* Problem details *
Skip all pictures, then print the remaining material exactly.

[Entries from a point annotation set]
========================================

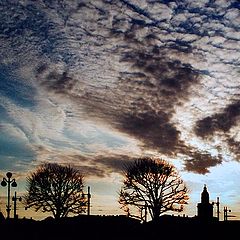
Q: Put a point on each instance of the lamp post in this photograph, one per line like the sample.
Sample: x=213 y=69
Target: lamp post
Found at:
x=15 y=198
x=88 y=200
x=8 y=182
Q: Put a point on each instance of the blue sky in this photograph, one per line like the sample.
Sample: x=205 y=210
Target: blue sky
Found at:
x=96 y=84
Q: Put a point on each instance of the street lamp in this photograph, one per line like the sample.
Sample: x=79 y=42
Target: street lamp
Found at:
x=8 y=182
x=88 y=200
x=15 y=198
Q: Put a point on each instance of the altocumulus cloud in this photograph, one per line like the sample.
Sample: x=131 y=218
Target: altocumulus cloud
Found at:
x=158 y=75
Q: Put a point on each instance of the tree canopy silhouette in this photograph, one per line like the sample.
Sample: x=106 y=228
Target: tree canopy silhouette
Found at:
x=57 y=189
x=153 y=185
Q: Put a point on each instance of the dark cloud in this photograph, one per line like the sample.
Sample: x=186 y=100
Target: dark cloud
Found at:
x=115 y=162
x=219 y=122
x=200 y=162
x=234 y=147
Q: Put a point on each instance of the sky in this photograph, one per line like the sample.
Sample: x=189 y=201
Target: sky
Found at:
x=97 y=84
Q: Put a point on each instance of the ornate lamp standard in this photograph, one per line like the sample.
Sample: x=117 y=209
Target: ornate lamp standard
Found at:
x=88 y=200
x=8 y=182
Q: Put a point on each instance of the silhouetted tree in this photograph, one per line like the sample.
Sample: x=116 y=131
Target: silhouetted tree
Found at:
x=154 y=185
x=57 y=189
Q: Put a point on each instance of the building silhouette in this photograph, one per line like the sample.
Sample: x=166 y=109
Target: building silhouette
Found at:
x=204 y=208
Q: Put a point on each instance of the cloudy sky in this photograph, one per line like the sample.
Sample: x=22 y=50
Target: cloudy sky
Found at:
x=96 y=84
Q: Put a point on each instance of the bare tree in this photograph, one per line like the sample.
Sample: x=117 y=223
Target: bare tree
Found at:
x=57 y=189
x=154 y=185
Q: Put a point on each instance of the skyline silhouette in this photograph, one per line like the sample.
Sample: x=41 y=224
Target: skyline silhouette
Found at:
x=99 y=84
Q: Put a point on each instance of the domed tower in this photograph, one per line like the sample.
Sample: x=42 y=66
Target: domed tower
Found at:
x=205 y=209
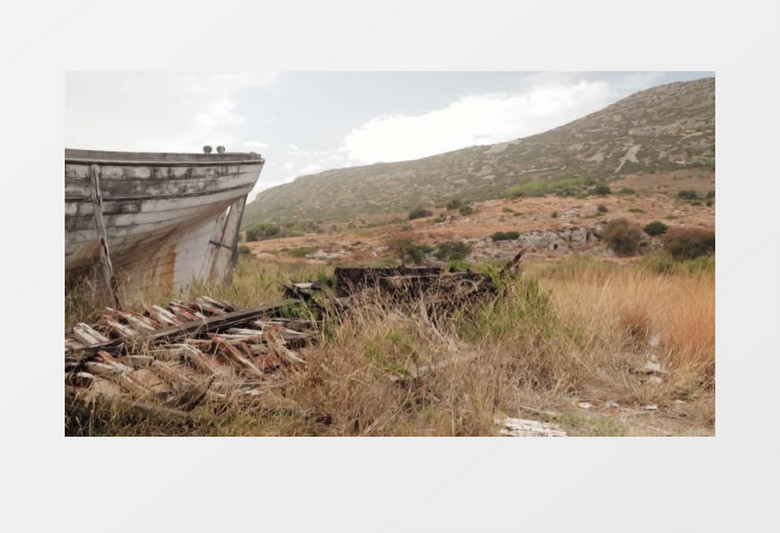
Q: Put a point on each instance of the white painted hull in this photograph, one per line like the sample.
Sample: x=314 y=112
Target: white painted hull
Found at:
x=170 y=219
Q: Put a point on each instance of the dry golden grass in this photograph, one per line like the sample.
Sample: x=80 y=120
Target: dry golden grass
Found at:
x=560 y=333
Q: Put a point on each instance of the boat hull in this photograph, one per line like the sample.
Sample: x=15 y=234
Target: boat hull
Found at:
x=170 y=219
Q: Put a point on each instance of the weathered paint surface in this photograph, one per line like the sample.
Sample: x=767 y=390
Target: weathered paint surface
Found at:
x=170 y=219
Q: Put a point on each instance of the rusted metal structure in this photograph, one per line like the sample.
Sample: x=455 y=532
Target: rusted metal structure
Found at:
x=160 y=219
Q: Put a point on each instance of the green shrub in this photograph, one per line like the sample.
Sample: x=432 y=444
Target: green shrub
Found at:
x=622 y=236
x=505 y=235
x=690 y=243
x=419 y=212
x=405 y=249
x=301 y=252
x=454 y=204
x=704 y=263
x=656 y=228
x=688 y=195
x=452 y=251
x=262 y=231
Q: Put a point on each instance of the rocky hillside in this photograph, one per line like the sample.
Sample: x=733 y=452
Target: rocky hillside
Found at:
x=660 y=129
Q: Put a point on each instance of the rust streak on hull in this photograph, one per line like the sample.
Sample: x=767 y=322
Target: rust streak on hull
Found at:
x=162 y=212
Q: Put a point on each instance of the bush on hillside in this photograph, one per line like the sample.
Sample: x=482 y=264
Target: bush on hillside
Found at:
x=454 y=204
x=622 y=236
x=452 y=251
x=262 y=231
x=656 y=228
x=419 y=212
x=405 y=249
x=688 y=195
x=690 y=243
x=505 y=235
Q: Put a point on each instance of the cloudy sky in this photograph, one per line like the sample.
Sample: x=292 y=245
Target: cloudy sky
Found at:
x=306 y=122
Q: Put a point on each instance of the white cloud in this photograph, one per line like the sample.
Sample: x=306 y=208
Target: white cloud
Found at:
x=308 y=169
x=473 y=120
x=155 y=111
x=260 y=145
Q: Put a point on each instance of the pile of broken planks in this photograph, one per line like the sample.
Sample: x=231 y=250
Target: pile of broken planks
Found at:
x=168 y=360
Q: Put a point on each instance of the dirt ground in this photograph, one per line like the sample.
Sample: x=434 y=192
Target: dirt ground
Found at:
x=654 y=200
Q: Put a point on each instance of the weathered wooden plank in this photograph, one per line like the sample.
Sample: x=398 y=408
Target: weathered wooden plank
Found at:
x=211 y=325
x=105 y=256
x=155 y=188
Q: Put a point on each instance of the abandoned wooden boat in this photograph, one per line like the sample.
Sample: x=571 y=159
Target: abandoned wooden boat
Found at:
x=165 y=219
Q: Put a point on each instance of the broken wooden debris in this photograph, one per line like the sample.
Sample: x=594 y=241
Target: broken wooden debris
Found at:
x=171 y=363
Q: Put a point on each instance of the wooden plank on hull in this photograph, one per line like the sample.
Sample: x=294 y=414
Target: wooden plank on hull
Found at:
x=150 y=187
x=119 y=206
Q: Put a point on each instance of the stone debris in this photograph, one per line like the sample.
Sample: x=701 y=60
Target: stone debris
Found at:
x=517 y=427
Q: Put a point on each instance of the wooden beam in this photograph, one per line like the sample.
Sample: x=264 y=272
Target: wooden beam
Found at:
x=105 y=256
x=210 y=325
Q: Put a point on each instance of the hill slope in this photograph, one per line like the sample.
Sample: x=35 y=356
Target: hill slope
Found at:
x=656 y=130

========================================

* Completed exercise *
Q: Put a point on each instance of the lamp post in this photograph, one per line like the sample.
Sample: x=213 y=69
Target: lamp post
Found at:
x=15 y=198
x=88 y=200
x=8 y=182
Q: Put a point on each instance of the blue sky in this photograph, one per line like the sample.
Sample: x=205 y=210
Target: blue sky
Found at:
x=96 y=84
Q: Put a point on each instance of the street lamp in this photograph, one per line like the sample.
Sample: x=79 y=42
Target: street lamp
Found at:
x=8 y=182
x=88 y=200
x=15 y=198
Q: Put a point on each instance of the altocumulus cloud in this photograph, one per line like the sample.
Sample: x=131 y=218
Target: altocumulus cloud
Found at:
x=158 y=75
Q: Put a point on each instance of the tree canopy silhouette in this photograph, one per line like the sample.
Sample: x=106 y=228
Target: tree canopy silhouette
Found at:
x=57 y=189
x=153 y=185
Q: Put a point on each instance of the dark cloud in this photograph, one per line like the sample.
Sample: x=186 y=100
Target: dark cloud
Found at:
x=115 y=162
x=219 y=122
x=200 y=162
x=234 y=147
Q: Put a point on each instance of the sky in this photograph, one per line like the sample.
Sample: x=189 y=201
Target: sky
Found at:
x=97 y=84
Q: Put a point on each instance of the ornate lamp standard in this photograph, one per line like the sample.
Sample: x=117 y=209
Target: ornate lamp standard
Found at:
x=88 y=200
x=8 y=182
Q: Put a point on each instance of the silhouetted tree in this photograph, one per line like the sample.
Sample: x=116 y=131
Target: silhouetted tree
Found at:
x=154 y=185
x=57 y=189
Q: Put a point on each instance of the building silhouette in this photograph, one per line like the sample.
Sample: x=166 y=109
Target: building silhouette
Found at:
x=204 y=208
Q: Put a point on each instance of the cloudy sky in this photograph, one per line like the sample.
Sample: x=22 y=50
Target: cloudy sky
Found at:
x=96 y=84
Q: Put a point on each instance of the bare tree in this photograph, one per line like the sample.
Sample: x=117 y=223
Target: bare tree
Found at:
x=57 y=189
x=154 y=185
Q: Put a point on each instance of the skyline silhouette in this photograph, one per line like the sample.
Sample: x=41 y=224
Target: skyline silhouette
Found at:
x=99 y=84
Q: Put a point on each instance of the domed tower in this photograph, one per line like the sample.
Sample: x=42 y=66
Target: domed tower
Found at:
x=205 y=209
Q: Put a point on each instance of the white painted hull in this photograph, one per line like the sample.
Sample: x=314 y=112
Target: white painted hull
Found at:
x=170 y=219
Q: Put a point on each instance of the dry golden grass in this photograph, one per line like the sample.
Sample: x=80 y=120
Target: dry golden grass
Found at:
x=560 y=333
Q: Put a point on each instance of the boat hull in this photograph, one per line like the sample.
Sample: x=15 y=234
Target: boat hull
Found at:
x=170 y=219
Q: Put a point on each instance of the weathered paint surface in this photograph, one per line like the sample.
Sample: x=767 y=390
Target: weathered paint surface
Found at:
x=170 y=219
Q: Put a point on each instance of the rusted metal structure in this photograph, one per line like the sample.
Sample: x=455 y=532
Target: rusted metal structure
Found at:
x=160 y=219
Q: Put a point on each instance of the green shrub in this photograph, one per line like the sample.
Sample: x=432 y=444
Target: green shrub
Found at:
x=622 y=236
x=505 y=235
x=690 y=243
x=419 y=212
x=405 y=249
x=301 y=252
x=454 y=204
x=704 y=263
x=656 y=228
x=688 y=195
x=452 y=251
x=262 y=231
Q: Put a point on each instance of the rocky hillside in this photograph, one per line like the sample.
Sample: x=733 y=452
Target: rocky hillside
Found at:
x=660 y=129
Q: Put a point on each instance of the rust streak on hull in this photograph, one per line like the sample.
Sample: x=767 y=322
Target: rust streak on hull
Found at:
x=162 y=212
Q: Put a point on each instance of the bush on hillside in this photograph, one per line like the sample.
Sample: x=482 y=264
Target: bush on hillside
Found at:
x=454 y=204
x=622 y=236
x=452 y=251
x=262 y=231
x=656 y=228
x=419 y=212
x=405 y=249
x=688 y=195
x=690 y=243
x=505 y=235
Q: Put a point on each instance of the cloudy sky in this photograph, one per line like the sample.
Sample: x=292 y=245
Target: cloudy sky
Found at:
x=306 y=122
Q: Put a point on each instance of the white cloud in this photograph, one per line like the sample.
Sample: x=306 y=208
Target: white cloud
Found at:
x=308 y=169
x=473 y=120
x=155 y=111
x=260 y=145
Q: Put a point on each instance of the pile of broken planks in this photograph, one per line like the sample.
Sample: x=231 y=250
Target: pile of broken planks
Found at:
x=168 y=360
Q: Put a point on each instance of the dirt ground in this photograph, one per line like the sample.
Sample: x=434 y=192
Target: dirt ground
Found at:
x=654 y=200
Q: Put a point on each instance of the weathered wooden plank in this photograph, one per line like the sample.
Sample: x=398 y=408
Target: weathered wooden plank
Found at:
x=211 y=325
x=105 y=256
x=155 y=188
Q: Put a point on each instance of the abandoned wooden boat in this photograph, one per line like the sample.
Sample: x=571 y=159
Target: abandoned wooden boat
Found at:
x=165 y=219
Q: Put a point on each instance of the broken wooden debris in this photograph, one per line like the sample.
Sample: x=594 y=241
Target: broken wooden debris
Found at:
x=171 y=363
Q: Put a point on each instance of the wooden plank on hull in this photograph, one per line like the sample.
Sample: x=294 y=414
Target: wooden plank on hull
Found at:
x=150 y=187
x=119 y=206
Q: Put a point on each instance of the stone debris in this photograph, one per line like the sample.
Sample: x=701 y=60
Target: stone debris
Found at:
x=517 y=427
Q: Put a point on each instance of the wooden beam in this photograph, one per line like the sample.
Sample: x=264 y=272
Target: wooden beam
Found at:
x=105 y=256
x=210 y=325
Q: Put a point on each instance of the hill slope in this photograph, one per line like the sample.
Sample: x=35 y=356
Target: hill slope
Found at:
x=656 y=130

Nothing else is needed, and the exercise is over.